TO DO >>
Report each line in the material below that contains the string "lightning", reproducing every such line in full.

##### RECORDS TO USE

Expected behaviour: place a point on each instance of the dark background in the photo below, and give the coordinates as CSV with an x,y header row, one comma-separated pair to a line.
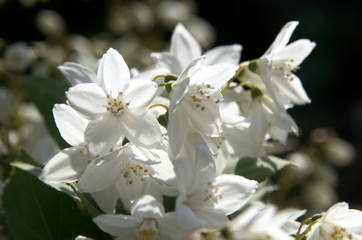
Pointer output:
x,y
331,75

##########
##### RECORDS TO USE

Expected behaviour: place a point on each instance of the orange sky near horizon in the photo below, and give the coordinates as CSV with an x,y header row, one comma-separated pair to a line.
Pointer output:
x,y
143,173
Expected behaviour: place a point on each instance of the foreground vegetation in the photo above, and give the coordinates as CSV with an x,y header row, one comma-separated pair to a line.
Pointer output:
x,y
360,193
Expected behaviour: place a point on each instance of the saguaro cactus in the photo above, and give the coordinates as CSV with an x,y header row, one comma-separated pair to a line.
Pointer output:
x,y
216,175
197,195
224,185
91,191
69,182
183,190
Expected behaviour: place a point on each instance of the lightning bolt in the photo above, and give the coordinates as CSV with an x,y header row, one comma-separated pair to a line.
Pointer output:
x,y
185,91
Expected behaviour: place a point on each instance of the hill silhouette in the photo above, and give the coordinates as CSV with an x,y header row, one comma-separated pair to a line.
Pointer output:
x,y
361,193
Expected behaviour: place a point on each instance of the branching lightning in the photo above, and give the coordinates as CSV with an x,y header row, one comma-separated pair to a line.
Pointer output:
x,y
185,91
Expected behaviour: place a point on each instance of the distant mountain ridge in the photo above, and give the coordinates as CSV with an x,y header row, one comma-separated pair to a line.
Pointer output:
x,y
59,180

##########

SOLUTION >>
Expected behaviour: place a point on each instance of the lightning bolt in the photo above, and give the coordinates as CSV with an x,y header row, one comma-separated pair to a line.
Expected behaviour: place a point on each instance of the branching lightning in the photo above, and give the coordinates as CSV with an x,y header row, one comma-separated pair to a line.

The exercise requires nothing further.